**SEGMENTO DI TESTO:**
********************
Avvocato, quali sono le principali disposizioni del ddl Nordio riguardanti le intercettazioni telefoniche da parte dei magistrati?

«Volgono fortemente lo sguardo verso la tutela dell’identità delle persone estranee all’indagine le quali, sinora, non hanno trovato alcun baluardo difensivo rispetto alla diffusione scellerata di aspetti della vita privata privi di interesse investigativo. Nel dettaglio, viene introdotto il divieto di pubblicazione, anche parziale, del contenuto delle conversazioni in tutti i casi in cui non possa essere utilizzato dal giudice per motivare un provvedimento incidente sulla libertà personale, nonché di produzione nel corso dell’istruttoria dibattimentale (art. 114, comma 2 bis c.p.p.). È escluso il rilascio di copia delle intercettazioni di cui è vietata la pubblicazione quando la richiesta è presentata da un soggetto estraneo alle parti coinvolte nel procedimento ovvero dai loro difensori (art. 116, comma 1 c.p.p.). Infine, ed è probabilmente la modifica di maggior rilievo mediatico, si vieta la trascrizione delle espressioni che consentano di identificare soggetti diversi dagli indagati (art. 268, comma 2 bis c.p.p.). Da ultimo, viene introdotto l’obbligo per il Pubblico Ministero di stralciare dai cd. brogliacci (termine con il quale viene individuato il documento redatto dalla Polizia Giudiziaria in cui si riportano i dialoghi verbali oggetto di ascolto) le espressioni lesive della reputazione o riguardanti dati sensibili di soggetti diversi dalle persone coinvolte nell’indagine (art. 268, comma 6 ccd)».

In che modo il decreto legislativo ha modificato le normative esistenti sulle intercettazioni telefoniche in ambito giudiziario?
********************
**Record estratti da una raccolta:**
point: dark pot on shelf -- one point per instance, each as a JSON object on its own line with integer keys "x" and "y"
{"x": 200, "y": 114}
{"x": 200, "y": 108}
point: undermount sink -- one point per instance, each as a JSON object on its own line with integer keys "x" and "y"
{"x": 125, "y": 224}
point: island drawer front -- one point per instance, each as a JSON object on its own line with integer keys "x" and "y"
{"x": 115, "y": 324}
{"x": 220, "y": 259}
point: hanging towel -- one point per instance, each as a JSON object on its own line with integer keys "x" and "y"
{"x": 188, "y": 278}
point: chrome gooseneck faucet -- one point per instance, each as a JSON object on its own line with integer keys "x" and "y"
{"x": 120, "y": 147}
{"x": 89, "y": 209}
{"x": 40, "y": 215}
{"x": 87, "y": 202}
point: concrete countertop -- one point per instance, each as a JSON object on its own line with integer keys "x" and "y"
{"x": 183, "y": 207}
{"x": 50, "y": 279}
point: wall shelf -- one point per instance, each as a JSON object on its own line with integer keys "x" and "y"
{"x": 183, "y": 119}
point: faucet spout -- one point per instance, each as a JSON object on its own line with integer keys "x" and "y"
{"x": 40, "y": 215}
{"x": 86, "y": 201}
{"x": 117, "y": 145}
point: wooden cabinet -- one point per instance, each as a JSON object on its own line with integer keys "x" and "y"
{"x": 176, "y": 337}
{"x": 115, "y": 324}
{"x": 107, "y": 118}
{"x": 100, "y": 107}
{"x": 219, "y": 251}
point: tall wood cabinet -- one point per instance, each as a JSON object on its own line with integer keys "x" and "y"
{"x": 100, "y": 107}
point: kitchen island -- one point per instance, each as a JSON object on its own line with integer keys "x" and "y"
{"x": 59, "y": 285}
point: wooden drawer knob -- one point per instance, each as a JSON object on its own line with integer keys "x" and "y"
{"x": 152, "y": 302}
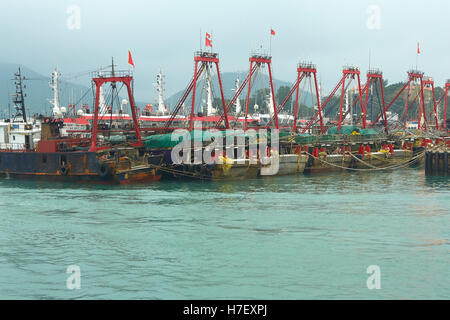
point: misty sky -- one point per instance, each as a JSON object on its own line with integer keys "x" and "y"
{"x": 165, "y": 34}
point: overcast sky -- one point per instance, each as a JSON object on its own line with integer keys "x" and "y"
{"x": 165, "y": 34}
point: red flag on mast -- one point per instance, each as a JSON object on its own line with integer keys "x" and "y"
{"x": 208, "y": 42}
{"x": 130, "y": 58}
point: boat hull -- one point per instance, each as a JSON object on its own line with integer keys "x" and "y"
{"x": 288, "y": 164}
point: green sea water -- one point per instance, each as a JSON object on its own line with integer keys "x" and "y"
{"x": 296, "y": 237}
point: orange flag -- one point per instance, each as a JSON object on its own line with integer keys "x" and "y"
{"x": 130, "y": 58}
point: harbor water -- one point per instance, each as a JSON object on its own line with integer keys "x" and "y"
{"x": 295, "y": 237}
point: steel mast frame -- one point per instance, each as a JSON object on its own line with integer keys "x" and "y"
{"x": 260, "y": 60}
{"x": 428, "y": 81}
{"x": 204, "y": 58}
{"x": 100, "y": 79}
{"x": 373, "y": 76}
{"x": 348, "y": 72}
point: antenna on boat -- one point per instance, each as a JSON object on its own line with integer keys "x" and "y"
{"x": 19, "y": 101}
{"x": 54, "y": 85}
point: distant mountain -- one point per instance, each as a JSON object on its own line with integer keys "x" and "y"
{"x": 228, "y": 83}
{"x": 37, "y": 91}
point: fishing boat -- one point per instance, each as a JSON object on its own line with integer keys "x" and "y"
{"x": 39, "y": 150}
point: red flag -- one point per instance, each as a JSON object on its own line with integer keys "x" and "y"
{"x": 130, "y": 58}
{"x": 208, "y": 42}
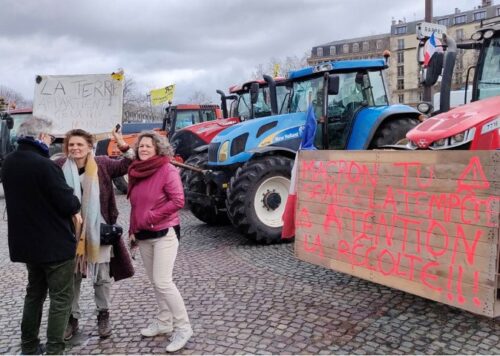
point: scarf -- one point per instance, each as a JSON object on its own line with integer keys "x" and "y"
{"x": 89, "y": 236}
{"x": 139, "y": 170}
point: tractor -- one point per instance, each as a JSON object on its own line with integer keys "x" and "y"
{"x": 249, "y": 164}
{"x": 473, "y": 126}
{"x": 251, "y": 101}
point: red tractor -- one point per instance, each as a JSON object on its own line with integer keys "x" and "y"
{"x": 474, "y": 126}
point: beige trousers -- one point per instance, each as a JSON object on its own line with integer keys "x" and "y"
{"x": 158, "y": 256}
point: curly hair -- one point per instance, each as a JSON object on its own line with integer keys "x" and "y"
{"x": 162, "y": 146}
{"x": 87, "y": 136}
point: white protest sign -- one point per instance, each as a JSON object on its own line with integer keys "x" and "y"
{"x": 92, "y": 102}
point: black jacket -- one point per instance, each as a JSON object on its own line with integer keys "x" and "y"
{"x": 39, "y": 207}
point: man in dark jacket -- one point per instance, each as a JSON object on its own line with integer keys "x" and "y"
{"x": 40, "y": 207}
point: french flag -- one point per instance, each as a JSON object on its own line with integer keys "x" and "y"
{"x": 432, "y": 46}
{"x": 306, "y": 144}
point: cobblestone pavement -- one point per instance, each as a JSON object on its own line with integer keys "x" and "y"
{"x": 248, "y": 299}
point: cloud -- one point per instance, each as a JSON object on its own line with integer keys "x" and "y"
{"x": 198, "y": 44}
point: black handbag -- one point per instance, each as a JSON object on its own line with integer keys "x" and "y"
{"x": 110, "y": 234}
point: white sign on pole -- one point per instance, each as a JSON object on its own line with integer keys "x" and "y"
{"x": 425, "y": 29}
{"x": 92, "y": 102}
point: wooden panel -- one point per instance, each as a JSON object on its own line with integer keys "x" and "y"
{"x": 423, "y": 222}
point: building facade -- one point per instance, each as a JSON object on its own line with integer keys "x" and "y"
{"x": 403, "y": 73}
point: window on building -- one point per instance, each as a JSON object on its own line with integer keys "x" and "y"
{"x": 479, "y": 15}
{"x": 401, "y": 57}
{"x": 444, "y": 22}
{"x": 401, "y": 30}
{"x": 460, "y": 19}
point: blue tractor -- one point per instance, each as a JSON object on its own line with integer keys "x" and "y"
{"x": 249, "y": 164}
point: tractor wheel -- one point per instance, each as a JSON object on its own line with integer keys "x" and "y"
{"x": 393, "y": 132}
{"x": 193, "y": 182}
{"x": 121, "y": 183}
{"x": 256, "y": 197}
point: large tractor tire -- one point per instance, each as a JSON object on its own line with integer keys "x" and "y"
{"x": 393, "y": 132}
{"x": 256, "y": 197}
{"x": 121, "y": 183}
{"x": 193, "y": 182}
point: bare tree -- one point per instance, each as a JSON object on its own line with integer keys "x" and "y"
{"x": 285, "y": 65}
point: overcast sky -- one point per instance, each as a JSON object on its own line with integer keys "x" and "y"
{"x": 196, "y": 44}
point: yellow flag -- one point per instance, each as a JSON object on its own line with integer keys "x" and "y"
{"x": 118, "y": 75}
{"x": 276, "y": 70}
{"x": 162, "y": 95}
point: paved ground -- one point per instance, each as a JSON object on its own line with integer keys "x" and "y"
{"x": 248, "y": 299}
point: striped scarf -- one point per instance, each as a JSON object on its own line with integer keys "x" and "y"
{"x": 89, "y": 236}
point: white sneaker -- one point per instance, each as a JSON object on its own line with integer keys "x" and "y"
{"x": 156, "y": 328}
{"x": 179, "y": 340}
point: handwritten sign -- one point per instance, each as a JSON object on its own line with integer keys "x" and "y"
{"x": 91, "y": 102}
{"x": 423, "y": 222}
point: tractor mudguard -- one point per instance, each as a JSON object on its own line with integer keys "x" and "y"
{"x": 369, "y": 120}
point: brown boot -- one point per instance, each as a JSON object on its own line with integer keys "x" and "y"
{"x": 71, "y": 328}
{"x": 103, "y": 324}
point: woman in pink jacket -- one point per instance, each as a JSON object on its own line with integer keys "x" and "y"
{"x": 156, "y": 195}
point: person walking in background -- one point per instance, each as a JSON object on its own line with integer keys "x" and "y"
********************
**ELENCO DEI COMPITI:**
(a) Riscrivi i record compresi tra la riga che contiene "point: white sneaker" e la fine dei record, estremi inclusi, cambiando "tractor mudguard" in "tractor fender" e lasciando invariato tutto il resto.
(b) Prosegui l'intervista sulle intercettazioni nel ddl Nordio, riprendendo subito dopo l'ultima frase riportata.

**RISPOSTE AI COMPITI:**
(a)
point: white sneaker -- one point per instance, each as a JSON object on its own line with integer keys "x" and "y"
{"x": 156, "y": 328}
{"x": 179, "y": 340}
point: handwritten sign -- one point per instance, each as a JSON object on its own line with integer keys "x" and "y"
{"x": 91, "y": 102}
{"x": 423, "y": 222}
point: tractor fender -- one point per instance, each as a JSON object on its own line with integer keys "x" and "y"
{"x": 369, "y": 120}
point: brown boot -- one point per instance, each as a JSON object on its own line with integer keys "x" and "y"
{"x": 71, "y": 328}
{"x": 103, "y": 324}
point: woman in pink jacket -- one point per instance, each as a JSON object on its own line with integer keys "x" and "y"
{"x": 156, "y": 195}
point: person walking in background -- one point per instance, each as a JSON object on its own line with integer keys "x" and "y"

(b)
«Con la modifica dell’articolo 103 del codice di procedura penale. Vengono introdotti due nuovi commi, 6 bis e 6 ter, il primo dei quali estende il divieto di acquisizione da parte dell’Autorità Giudiziaria ad ogni altra forma di comunicazione, diversa dalla corrispondenza, intercorsa tra l’imputato ed il proprio difensore, salvo che l’autorità giudiziaria abbia fondato motivo di ritenere che si tratti di corpo del reato. Il comma 6 ter introduce l’obbligo per il giudicante e per gli organi ausiliari delegati, di interrompere immediatamente le operazioni di intercettazione, quando risulti che la conversazione o la comunicazione rientrino tra quelle vietate. Viene altresì modificato l’art. 291, comma 1 ter del codice, al fine di tutelare ulteriormente la privacy degli indagati, introducendo il divieto per il Pubblico Ministero di indicare nella richiesta di misura cautelare, riguardo alle comunicazioni captate, i dati personali dei soggetti diversi dalle parti, salvo che ciò sia indispensabile per la compiuta esposizione. In egual modo, viene impedito al Giudice per le Indagini Preliminari di includere i tali dati all’interno del provvedimento coercitivo».

Quali sono le principali criticità o controversie emerse?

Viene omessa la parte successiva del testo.